→ **Selected text**:

▶

There has never been a business so misunderstoond as a small loan until payday. The consumers who use them love it, but the ones who has never needed a loan hates it…weird! Loan sharks, loan sharks, loan shark, why, simply because people do not understand the math or how to figure APR and confuse themselves between APR and interest.
Payday lenders are micro lenders, loaning very small amounts for short, short periods, ie 14 days. An intelligent approach to see if they charge to much is to see if they make to much.
Advance America, (AEA) just released their earning for 2008 of $38.5 million. They have 2797 locations which is $13,765 per location per year! Pretty modest! That means the earn $1,147 per month per location. If you look weekly divide that by 4.33 weeks in a month and you get $265 per week per location…WOW again! They are open 10am to 6pm and saturdays 10am to 3pm or 45 hours. That comes to $5.88 an hour or 12% less than minimum wage!

◀

→ **Material shown**:

▶

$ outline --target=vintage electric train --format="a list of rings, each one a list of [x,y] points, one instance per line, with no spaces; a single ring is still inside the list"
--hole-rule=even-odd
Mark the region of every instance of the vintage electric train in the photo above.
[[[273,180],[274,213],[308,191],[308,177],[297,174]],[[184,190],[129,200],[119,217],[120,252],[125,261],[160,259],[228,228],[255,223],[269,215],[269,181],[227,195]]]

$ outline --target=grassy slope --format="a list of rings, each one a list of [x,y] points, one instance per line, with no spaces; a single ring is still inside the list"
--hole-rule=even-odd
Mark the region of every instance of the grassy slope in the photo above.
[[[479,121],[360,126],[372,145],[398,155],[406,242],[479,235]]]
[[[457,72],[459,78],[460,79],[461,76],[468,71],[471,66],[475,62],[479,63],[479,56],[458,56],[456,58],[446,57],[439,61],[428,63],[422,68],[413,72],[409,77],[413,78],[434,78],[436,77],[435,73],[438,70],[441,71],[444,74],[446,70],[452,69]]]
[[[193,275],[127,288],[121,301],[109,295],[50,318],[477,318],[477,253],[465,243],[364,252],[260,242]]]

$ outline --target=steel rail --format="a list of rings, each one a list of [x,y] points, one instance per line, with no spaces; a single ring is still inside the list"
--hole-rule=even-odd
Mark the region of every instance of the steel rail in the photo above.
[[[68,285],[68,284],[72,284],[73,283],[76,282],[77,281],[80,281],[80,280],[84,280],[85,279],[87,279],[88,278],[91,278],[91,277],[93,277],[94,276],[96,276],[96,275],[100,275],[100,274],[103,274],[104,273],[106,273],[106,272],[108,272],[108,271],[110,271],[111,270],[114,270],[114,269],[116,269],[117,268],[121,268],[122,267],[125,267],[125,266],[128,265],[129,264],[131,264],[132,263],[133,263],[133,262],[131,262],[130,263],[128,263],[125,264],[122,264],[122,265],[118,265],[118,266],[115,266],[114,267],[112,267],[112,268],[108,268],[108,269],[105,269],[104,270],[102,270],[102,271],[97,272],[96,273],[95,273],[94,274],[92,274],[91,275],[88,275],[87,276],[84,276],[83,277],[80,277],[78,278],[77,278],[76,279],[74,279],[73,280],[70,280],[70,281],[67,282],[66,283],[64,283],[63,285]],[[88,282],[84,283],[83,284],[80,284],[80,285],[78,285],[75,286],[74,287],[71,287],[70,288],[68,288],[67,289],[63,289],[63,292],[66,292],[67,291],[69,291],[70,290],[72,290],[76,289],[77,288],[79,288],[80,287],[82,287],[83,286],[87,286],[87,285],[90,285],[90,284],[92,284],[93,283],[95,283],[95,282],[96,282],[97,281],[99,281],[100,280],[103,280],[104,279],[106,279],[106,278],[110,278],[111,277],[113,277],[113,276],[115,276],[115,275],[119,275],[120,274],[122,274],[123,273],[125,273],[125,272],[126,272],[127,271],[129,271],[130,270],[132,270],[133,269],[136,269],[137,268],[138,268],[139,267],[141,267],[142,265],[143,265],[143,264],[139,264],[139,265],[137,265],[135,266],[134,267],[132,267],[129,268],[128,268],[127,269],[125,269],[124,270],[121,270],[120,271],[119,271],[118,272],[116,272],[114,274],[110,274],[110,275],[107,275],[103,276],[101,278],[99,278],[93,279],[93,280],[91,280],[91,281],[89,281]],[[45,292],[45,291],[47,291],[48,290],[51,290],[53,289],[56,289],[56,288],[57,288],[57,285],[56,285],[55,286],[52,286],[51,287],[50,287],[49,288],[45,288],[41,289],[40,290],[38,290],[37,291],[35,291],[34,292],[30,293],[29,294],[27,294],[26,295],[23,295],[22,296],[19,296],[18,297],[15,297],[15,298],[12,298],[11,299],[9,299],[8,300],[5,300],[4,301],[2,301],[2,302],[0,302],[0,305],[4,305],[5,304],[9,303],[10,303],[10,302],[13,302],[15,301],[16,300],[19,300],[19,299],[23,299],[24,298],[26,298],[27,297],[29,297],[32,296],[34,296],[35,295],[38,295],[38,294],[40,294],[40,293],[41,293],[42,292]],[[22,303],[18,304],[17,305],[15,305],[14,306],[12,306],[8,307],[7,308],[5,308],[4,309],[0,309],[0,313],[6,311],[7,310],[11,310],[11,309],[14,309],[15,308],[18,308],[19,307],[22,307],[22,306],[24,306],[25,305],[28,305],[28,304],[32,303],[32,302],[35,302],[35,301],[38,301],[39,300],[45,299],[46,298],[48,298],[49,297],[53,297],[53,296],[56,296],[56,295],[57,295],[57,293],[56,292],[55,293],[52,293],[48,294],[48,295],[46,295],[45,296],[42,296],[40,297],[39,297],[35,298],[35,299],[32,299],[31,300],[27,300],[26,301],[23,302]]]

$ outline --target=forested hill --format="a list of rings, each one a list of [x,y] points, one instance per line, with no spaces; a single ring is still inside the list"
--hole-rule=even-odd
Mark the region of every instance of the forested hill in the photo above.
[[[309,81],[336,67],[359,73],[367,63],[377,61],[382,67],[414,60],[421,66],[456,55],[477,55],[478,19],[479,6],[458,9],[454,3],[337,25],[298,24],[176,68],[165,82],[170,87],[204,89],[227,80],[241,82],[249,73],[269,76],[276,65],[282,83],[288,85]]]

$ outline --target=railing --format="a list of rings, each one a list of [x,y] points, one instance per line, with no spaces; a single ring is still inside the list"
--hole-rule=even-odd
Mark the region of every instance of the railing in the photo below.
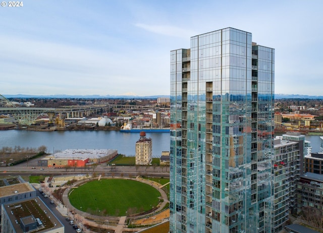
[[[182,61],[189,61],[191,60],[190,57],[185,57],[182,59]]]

◀
▶

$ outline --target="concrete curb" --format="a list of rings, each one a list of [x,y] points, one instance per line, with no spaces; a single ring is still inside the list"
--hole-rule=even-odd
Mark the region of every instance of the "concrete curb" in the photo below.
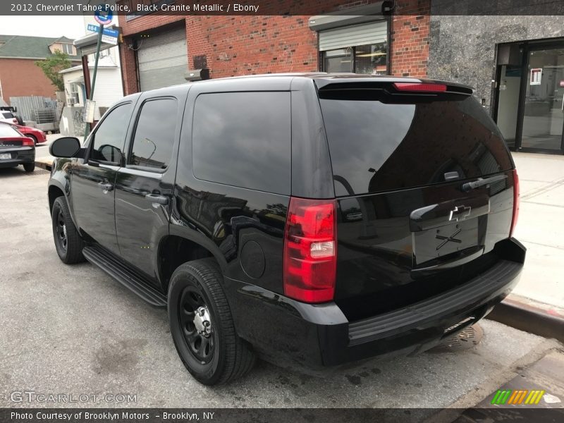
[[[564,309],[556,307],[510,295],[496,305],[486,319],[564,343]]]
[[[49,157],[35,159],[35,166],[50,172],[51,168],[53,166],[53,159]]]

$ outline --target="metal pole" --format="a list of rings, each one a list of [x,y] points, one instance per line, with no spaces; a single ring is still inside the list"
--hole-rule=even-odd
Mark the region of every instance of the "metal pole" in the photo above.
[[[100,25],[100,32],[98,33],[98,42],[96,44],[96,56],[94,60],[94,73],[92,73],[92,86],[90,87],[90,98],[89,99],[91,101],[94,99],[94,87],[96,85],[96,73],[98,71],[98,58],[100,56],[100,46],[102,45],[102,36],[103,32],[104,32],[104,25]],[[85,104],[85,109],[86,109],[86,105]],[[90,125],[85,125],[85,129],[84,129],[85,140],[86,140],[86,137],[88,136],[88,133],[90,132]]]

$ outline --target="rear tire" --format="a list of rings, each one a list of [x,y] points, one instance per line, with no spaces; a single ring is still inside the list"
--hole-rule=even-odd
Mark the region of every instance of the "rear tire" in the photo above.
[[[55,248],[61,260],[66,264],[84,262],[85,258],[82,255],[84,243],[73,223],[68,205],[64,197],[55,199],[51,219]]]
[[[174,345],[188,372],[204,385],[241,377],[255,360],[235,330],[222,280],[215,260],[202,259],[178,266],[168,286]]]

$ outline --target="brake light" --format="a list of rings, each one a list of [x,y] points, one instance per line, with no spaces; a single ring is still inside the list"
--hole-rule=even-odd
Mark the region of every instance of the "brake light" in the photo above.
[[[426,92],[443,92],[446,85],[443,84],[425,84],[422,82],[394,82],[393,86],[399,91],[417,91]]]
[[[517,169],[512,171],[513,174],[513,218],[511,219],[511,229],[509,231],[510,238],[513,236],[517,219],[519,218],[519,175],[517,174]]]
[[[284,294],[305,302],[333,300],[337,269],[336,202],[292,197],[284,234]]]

◀

→ **Given problem**:
Continue the passage above on payday lenders' earnings, starting after its final sentence.

→ **The result**:
Wow wow wow. Yet people who can’t do math call them predatory and loan sharks and not legitimate, etc, etc.
I kinda see the payday lenders point. It would be hard to “feel pedatory” when you working for the sub minimum page! And now we all get pissed when they say they can’t charge any less.
Nice letter – good luck getting a reply.
As for payday lending in general, here are some facts from the FDIC about how much you paying for that “free” checking account at your bank or credit union:
Average In States without payday loans: $541.65
Average In States with payday loans: $240.79
Those “free” checking accounts sound a lot like a treadmill to me. What kind of state do you want to live in? One where every consumer pays more in bank fees ($300+ more!) per year, or one in which people can choose the lower cost alternative and take out a payday loan when they choose?
I choose the payday lending state.
Sheller– what a naive statement “… I’ve heard a person can take out a $60 note, and end up owing hundreds or thousands of dollars.” Good grief, just because you’ve supposedly heard this doesn’t make or mean its true!! Ever heard don’t believe everything you read or hear? PERFECT example!
“You charge $9 for someone to borrow 60 dollars? Now is that for a week, a month, a year?” Are you kidding? Do you understand the basic principle of a PD loan at all?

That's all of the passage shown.